> _EXERCISE AIM_: Can you render the material as a JSON list of strings, one string per line with blank lines omitted, starting at its first line and ending at the line containing "[0, 87, 7, 102]", with both of those lines included and nothing after them?
▽
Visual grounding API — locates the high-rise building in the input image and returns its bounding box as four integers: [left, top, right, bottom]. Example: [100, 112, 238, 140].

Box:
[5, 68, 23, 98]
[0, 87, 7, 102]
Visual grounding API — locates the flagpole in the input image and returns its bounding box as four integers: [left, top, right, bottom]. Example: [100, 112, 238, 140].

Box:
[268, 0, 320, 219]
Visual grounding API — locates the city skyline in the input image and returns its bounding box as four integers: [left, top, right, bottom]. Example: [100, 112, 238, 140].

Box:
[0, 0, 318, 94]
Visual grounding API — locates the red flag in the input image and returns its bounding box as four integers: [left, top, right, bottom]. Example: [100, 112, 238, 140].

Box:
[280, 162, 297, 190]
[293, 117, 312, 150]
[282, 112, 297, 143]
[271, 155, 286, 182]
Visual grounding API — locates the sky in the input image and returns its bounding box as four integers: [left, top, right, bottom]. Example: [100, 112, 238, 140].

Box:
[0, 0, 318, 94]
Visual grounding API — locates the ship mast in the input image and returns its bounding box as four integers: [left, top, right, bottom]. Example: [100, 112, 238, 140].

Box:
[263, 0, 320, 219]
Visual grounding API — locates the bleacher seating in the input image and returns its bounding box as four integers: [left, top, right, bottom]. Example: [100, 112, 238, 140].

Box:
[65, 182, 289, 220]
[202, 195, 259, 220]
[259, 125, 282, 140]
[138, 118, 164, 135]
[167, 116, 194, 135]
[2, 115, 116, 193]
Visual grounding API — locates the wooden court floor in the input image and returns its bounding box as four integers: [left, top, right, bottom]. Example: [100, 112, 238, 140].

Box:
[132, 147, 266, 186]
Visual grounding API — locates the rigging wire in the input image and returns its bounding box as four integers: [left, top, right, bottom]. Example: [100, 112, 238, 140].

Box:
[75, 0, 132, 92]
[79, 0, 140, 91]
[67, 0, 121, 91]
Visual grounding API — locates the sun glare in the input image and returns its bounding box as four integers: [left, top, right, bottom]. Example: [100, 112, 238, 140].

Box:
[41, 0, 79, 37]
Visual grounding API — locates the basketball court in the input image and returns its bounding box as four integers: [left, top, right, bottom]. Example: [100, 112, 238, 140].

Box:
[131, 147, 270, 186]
△
> _RESPONSE BELOW_:
[
  "Visual grounding API — locates the high-rise building in the input image and returns its bounding box as four integers: [left, top, right, bottom]. Example: [100, 112, 238, 140].",
  "Box:",
  "[5, 68, 23, 98]",
  "[0, 87, 7, 102]"
]